§ Textauszug:
Die kleine Hofkonditorei von Ernst Rabien in der Nauerner Straße, von der unser Bericht erzählt. Hier kam ganz Potsdam zusammen, um zu konditern

Wenn die Droschken erster und zweiter Güte vom Bahnhof her über den Wilhelmplatz kamen und durch die Nauener Straße hinaus zum Neuen Garten, zum Marmorpalais oder zum Pfingstberg fuhren, so vergaßen die zylindergeschmückten Kutscher nie, ihre Gäste auf das Eckhaus am Nauener Tor aufmerksam zu machen. Hier im Holländischen Viertel Potsdams lag die kleine Hofkonditorei, kenntlich an dem goldbronzierten Wappen, das über dem Eingang leuchtete.

Es war wirklich eine „kleine" Konditorei mit nur zwei elegant im Stil der Zeit eingerichteten Räumen. Aber dort verkehrte alles, was in Potsdam Rang und Namen hatte, von den Prinzen des Kaiserhauses bis zu würdigen Kommerzienräten. Hier spiegelte sich damals zwanglos und liebenswürdig das Leben der Residenz. Fast 50 Jahre lang!

§ Aufgabe: Woran war die kleine Hofkonditorei laut dem Textauszug zu erkennen? Die Einträge haben keinen Bezug zum Textauszug.

§ Material:
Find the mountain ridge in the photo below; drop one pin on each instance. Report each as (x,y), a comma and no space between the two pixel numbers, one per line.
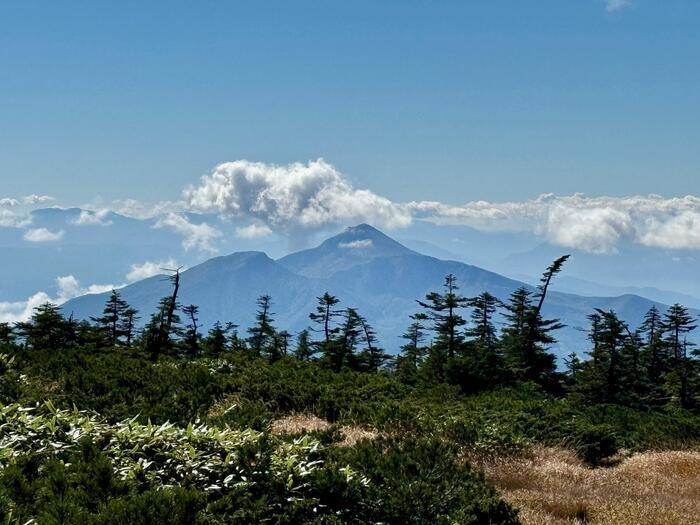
(367,270)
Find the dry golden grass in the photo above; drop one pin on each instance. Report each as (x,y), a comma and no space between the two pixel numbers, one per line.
(304,423)
(553,487)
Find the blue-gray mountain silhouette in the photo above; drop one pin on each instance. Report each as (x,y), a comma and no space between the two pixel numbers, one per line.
(367,270)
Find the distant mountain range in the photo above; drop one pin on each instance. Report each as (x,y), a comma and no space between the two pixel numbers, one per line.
(367,270)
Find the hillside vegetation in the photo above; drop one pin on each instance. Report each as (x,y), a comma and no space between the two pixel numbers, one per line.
(102,423)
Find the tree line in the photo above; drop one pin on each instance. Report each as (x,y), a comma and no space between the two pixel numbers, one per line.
(653,365)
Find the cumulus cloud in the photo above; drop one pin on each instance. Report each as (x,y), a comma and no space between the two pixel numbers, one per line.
(617,5)
(359,244)
(43,235)
(593,224)
(148,269)
(253,231)
(291,199)
(34,199)
(67,287)
(10,219)
(200,236)
(139,210)
(92,218)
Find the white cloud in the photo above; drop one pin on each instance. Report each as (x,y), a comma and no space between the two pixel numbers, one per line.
(355,245)
(43,235)
(148,269)
(593,224)
(10,219)
(291,199)
(200,236)
(92,218)
(253,231)
(617,5)
(34,199)
(139,210)
(67,287)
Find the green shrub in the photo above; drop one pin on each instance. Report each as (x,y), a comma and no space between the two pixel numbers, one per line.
(595,443)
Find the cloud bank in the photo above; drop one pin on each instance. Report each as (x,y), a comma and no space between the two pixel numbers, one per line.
(291,199)
(592,224)
(43,235)
(617,5)
(195,235)
(148,269)
(67,287)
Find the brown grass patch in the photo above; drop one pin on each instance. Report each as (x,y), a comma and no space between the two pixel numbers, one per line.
(553,487)
(305,423)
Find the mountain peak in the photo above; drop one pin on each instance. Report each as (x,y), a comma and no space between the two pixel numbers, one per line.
(354,245)
(365,237)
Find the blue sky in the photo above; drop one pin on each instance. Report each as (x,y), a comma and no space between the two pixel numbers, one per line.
(448,101)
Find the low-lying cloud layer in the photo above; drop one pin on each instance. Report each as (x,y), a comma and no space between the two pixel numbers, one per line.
(296,199)
(291,199)
(67,287)
(592,224)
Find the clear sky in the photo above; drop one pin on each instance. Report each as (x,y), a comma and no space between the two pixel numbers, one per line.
(451,101)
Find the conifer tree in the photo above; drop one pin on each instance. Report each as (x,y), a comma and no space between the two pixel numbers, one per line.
(127,325)
(110,323)
(304,350)
(325,315)
(373,357)
(442,311)
(413,351)
(262,333)
(483,331)
(216,340)
(677,324)
(191,336)
(654,357)
(47,329)
(525,339)
(7,336)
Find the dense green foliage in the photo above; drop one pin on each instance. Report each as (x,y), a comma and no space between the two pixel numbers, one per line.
(103,423)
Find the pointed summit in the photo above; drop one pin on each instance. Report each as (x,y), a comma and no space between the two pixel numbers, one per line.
(355,245)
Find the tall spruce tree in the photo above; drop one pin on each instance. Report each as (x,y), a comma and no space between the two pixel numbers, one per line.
(442,310)
(372,357)
(304,349)
(111,321)
(677,324)
(262,333)
(191,336)
(413,351)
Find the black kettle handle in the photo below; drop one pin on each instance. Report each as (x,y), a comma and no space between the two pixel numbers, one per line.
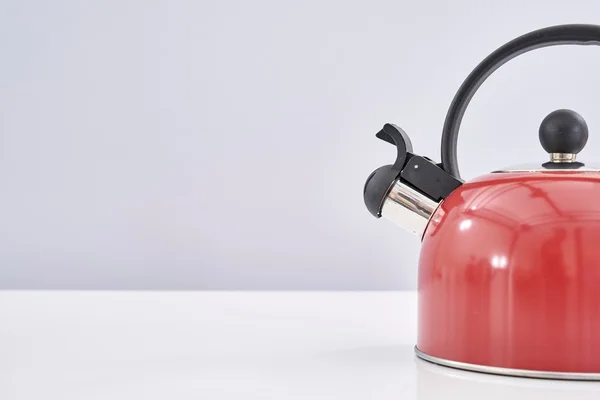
(554,35)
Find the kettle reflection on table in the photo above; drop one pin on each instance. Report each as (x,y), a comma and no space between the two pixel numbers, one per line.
(437,382)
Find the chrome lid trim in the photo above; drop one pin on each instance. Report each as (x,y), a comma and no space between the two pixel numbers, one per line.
(521,373)
(562,157)
(551,167)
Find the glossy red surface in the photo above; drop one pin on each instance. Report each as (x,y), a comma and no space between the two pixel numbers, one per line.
(509,273)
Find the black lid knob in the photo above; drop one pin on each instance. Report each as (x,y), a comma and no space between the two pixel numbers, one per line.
(563,132)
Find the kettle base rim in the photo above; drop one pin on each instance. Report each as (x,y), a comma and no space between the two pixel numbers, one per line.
(512,372)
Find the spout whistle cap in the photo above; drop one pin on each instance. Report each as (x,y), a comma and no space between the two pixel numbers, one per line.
(377,187)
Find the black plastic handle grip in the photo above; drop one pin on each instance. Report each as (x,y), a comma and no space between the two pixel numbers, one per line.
(554,35)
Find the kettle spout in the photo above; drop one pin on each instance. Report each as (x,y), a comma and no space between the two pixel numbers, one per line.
(398,202)
(409,191)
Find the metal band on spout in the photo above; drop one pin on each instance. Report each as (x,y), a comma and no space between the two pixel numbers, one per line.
(408,208)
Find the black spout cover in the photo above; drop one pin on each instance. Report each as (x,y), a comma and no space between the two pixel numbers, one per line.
(419,172)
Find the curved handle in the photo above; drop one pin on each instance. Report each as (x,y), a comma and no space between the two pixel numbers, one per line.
(555,35)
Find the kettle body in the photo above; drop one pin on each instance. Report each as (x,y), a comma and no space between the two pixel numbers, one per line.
(509,273)
(509,268)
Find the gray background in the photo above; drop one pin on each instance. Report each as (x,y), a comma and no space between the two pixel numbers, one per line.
(224,144)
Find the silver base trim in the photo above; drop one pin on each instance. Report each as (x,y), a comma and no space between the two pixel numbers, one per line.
(522,373)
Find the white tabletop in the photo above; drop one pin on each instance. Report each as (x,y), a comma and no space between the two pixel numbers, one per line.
(233,345)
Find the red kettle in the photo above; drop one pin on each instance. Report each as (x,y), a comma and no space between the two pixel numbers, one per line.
(509,269)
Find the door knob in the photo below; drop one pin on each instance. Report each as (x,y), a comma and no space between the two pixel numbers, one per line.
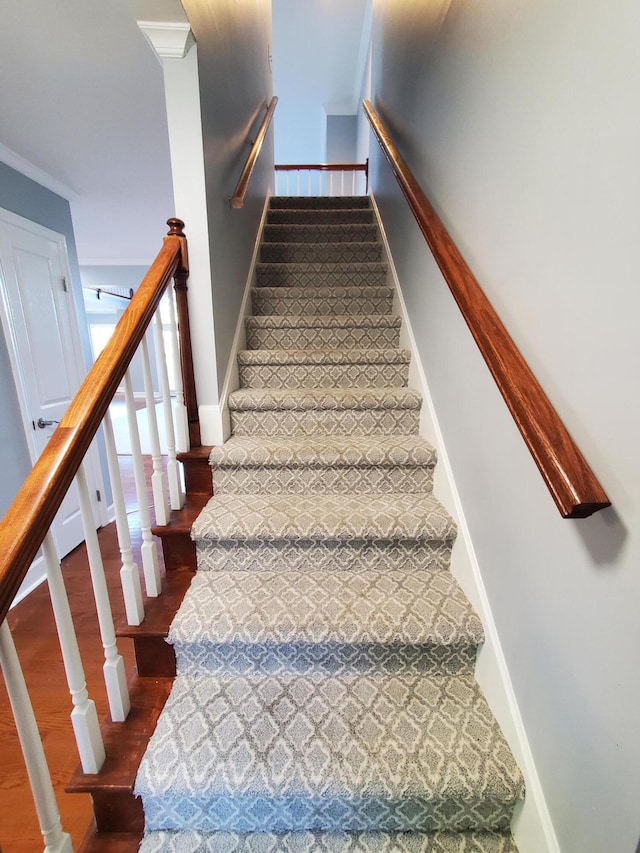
(43,424)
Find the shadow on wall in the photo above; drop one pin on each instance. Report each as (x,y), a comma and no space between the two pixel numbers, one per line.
(604,535)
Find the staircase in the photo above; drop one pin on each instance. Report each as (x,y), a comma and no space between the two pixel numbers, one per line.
(325,697)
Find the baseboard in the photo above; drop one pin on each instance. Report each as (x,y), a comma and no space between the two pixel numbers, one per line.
(532,827)
(34,577)
(231,379)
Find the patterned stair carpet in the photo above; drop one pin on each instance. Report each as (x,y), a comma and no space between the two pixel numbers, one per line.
(325,698)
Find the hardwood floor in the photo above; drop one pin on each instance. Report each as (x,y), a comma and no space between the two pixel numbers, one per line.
(34,633)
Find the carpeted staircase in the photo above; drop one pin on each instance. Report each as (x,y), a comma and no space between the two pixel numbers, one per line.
(325,697)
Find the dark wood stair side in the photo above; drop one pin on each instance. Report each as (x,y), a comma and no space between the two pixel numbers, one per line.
(154,656)
(197,471)
(177,548)
(109,842)
(115,807)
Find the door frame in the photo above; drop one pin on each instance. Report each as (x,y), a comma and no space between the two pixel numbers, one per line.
(93,467)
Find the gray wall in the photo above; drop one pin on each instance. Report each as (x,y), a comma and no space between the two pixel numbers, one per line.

§ Vollständige Antwort: An dem goldbronzierten Wappen, das über dem Eingang leuchtete.